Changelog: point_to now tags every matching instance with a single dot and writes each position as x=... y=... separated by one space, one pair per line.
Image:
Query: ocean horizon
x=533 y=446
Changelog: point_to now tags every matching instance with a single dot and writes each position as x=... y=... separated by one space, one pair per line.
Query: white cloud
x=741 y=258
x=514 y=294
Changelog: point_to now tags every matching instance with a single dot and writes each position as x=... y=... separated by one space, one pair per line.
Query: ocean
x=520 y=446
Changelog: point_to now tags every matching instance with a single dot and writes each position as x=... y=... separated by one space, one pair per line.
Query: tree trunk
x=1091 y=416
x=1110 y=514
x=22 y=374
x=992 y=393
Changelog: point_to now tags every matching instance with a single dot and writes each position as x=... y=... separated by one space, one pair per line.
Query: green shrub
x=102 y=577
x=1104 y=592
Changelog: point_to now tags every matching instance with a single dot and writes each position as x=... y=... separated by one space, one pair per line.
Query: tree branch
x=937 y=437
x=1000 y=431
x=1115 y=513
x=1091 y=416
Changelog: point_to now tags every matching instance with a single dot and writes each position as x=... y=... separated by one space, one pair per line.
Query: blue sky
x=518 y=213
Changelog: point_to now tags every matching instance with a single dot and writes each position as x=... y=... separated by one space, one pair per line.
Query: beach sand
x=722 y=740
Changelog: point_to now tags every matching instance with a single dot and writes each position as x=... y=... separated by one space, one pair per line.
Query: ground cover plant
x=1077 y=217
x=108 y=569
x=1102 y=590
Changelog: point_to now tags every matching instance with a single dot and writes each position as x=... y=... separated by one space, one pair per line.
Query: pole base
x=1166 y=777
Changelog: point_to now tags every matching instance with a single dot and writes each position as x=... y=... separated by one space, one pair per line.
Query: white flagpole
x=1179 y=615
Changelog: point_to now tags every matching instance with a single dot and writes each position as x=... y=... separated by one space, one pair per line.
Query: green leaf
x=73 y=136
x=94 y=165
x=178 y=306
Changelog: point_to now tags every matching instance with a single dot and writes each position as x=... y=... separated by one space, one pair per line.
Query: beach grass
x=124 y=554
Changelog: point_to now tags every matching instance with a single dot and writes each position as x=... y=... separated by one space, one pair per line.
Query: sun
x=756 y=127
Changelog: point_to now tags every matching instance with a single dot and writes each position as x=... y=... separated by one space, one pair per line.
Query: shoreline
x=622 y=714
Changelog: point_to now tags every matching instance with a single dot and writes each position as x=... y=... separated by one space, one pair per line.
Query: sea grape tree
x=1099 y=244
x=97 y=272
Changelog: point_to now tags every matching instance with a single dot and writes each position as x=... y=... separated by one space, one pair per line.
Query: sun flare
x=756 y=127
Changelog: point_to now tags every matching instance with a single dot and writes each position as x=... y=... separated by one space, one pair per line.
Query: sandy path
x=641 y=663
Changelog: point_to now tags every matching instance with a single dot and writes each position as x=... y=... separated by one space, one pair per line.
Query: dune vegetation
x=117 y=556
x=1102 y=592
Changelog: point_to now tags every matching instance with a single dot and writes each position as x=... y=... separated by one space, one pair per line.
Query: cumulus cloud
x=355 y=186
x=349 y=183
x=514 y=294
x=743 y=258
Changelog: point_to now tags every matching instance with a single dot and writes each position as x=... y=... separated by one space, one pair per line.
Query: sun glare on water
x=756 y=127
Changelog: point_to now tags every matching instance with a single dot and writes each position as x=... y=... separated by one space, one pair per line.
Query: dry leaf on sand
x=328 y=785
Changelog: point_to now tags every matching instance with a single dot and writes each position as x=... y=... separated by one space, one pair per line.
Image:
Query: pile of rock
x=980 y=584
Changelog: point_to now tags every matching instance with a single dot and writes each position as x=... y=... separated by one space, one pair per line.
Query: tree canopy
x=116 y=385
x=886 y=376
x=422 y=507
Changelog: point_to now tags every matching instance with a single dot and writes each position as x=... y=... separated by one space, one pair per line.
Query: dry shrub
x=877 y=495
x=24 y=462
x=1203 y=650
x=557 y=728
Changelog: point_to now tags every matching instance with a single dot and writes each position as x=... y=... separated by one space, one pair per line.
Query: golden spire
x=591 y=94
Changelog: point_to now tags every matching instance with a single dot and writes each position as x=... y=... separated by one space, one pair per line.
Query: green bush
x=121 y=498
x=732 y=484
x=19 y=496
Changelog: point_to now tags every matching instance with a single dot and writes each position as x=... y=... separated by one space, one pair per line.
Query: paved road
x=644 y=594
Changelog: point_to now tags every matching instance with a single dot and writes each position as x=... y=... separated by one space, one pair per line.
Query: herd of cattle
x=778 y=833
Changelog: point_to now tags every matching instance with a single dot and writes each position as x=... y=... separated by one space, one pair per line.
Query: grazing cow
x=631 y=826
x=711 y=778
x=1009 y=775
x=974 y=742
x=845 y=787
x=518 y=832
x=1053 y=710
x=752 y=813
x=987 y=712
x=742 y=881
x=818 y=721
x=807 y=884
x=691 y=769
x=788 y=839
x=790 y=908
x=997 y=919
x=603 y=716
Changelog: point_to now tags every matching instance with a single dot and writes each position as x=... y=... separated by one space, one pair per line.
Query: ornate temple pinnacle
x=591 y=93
========================================================================
### [Given request]
Copy all the items above, replacing every "Query" with "Label" and leaving everything else unchanged.

### [Written answer]
Changelog: point_to now tags every matching instance with a single dot and writes each position as x=... y=... separated by one space, one pair per line.
Image:
Label: ocean horizon
x=533 y=446
Changelog: point_to now tags every matching instance with a single dot and writes each position as x=... y=... separated by one space, one pair per line.
Label: white cloud
x=741 y=258
x=514 y=294
Changelog: point_to now tags every matching instance with a single dot and writes each position as x=... y=... separated by one space, one pair per line.
Label: ocean
x=520 y=446
Changelog: point_to now tags every matching instance with a single dot and writes each position as x=... y=... separated by one space, one pair per line.
Label: tree trunk
x=1091 y=416
x=1110 y=514
x=22 y=374
x=992 y=393
Changelog: point_to now tags every matching instance with a single dot and writes each position as x=... y=... separated by one space, one pair per line.
Label: green shrub
x=102 y=577
x=1104 y=592
Changelog: point_to now tags every matching instance with a single dot and writes each position as x=... y=... separated by one space, one pair per line.
Label: tree branch
x=937 y=437
x=1000 y=431
x=1115 y=513
x=1091 y=416
Changelog: point_to now tags every matching instance with a single dot and writes each position as x=... y=... separated by one space, one pair per line.
Label: blue sky
x=518 y=213
Changelog: point_to now tags every matching instance with a single dot and writes each position as x=... y=... separated by one space, one pair per line.
Label: beach sand
x=722 y=740
Changelog: point_to now tags every matching instance with a single dot and writes each position as x=... y=... separated by one space, one pair per line.
Label: ground cover plant
x=1077 y=217
x=108 y=569
x=1102 y=590
Changelog: point_to now tags every matching instance with a single dot and writes each position as x=... y=... separated by one space, one pair per line.
Label: pole base
x=1166 y=777
Changelog: point_to now tags every matching instance with a single dot and writes each position as x=... y=... separated by one space, one pair per line.
Label: white flagpole
x=1179 y=615
Changelog: point_to now tags every matching instance with a single dot and writes each position as x=... y=... separated by one space, one pair per line.
Label: green leaf
x=73 y=136
x=94 y=165
x=178 y=306
Changelog: point_to now tags every matching instance with a single dot and writes each position as x=... y=... separated by one space, one pair per line.
Label: beach grass
x=124 y=554
Changelog: point_to now tags every matching instance with a single dot and writes each position as x=... y=... separated by one space, one pair per line.
Label: sun
x=756 y=127
Changelog: point_to now tags every matching instance with a single dot and writes each position as x=... y=... separated by one space, one pair per line.
Label: shoreline
x=622 y=714
Changelog: point_to now tags every matching instance with a single dot and writes each position as x=... y=... separated by one space, one pair per line.
Label: sea grape tree
x=1099 y=244
x=97 y=272
Changelog: point_to now tags every matching instance with a single dot and writes each position as x=... y=... separated by one space, one pair per line.
Label: sun flare
x=756 y=127
Changelog: point_to now tags every matching instance with a single dot and writes each position as x=... y=... separated by one space, one pair per line.
Label: sandy path
x=641 y=663
Changelog: point_to now tags every matching instance with a single dot and writes each position as x=... y=... separated by one space, one pair per line.
Label: dune vegetation
x=117 y=556
x=1102 y=592
Changelog: point_to now tags every matching instance with a single dot and writes each position as x=... y=... separated by one space, one pair per line.
Label: cumulus cloud
x=355 y=186
x=349 y=183
x=514 y=294
x=743 y=258
Changelog: point_to now tags every matching instance with a single dot and writes each position as x=... y=... separated by one space, one pair per line.
Label: sun glare on water
x=756 y=127
Changelog: point_to now tags every matching instance with a single dot and writes each position as x=... y=... separated by one space, one pair per line.
Label: dry leaf on sand
x=328 y=785
Changelog: point_to now tags every matching instance with a single dot and writes each position as x=... y=... separated by one space, one pair per line.
Image:
Label: pile of rock
x=980 y=584
Changelog: point_to now tags every matching instance with a single dot and writes each position as x=... y=... separated by one space, one pair per line.
Label: tree canopy
x=116 y=385
x=886 y=376
x=422 y=507
Changelog: point_to now tags every matching instance with a single dot and writes each position as x=... y=... separated by one space, one pair per line.
Label: dry shrub
x=877 y=495
x=24 y=462
x=1203 y=650
x=557 y=728
Changelog: point_to now tags every matching instance with a single dot and writes each position as x=... y=... separated by one space, one pair per line.
Label: golden spire
x=591 y=94
Changelog: point_to now tags every matching instance with a single dot and writes each position as x=... y=... separated by one space, one pair per line.
Label: green bush
x=121 y=498
x=732 y=484
x=19 y=496
Changelog: point_to now tags every matching instance with a single dot and writes each position as x=... y=... separated by one space, one pair per line.
Label: paved road
x=644 y=594
Changelog: point_to now tags every matching instance with a single dot and writes each position as x=... y=... separated by one space, one pair per line.
Label: herd of cattle
x=778 y=833
Changelog: point_to now tags every matching instance with a single dot and writes each position as x=... y=... separated by one space, one pair per line.
Label: grazing cow
x=631 y=826
x=711 y=778
x=1009 y=775
x=974 y=742
x=845 y=787
x=518 y=832
x=1053 y=710
x=752 y=813
x=987 y=712
x=742 y=881
x=818 y=721
x=807 y=884
x=691 y=769
x=788 y=839
x=790 y=908
x=997 y=919
x=603 y=716
Changelog: point_to now tags every matching instance with a single dot and writes each position as x=... y=... separated by one space, one pair per line.
Label: ornate temple pinnacle
x=591 y=93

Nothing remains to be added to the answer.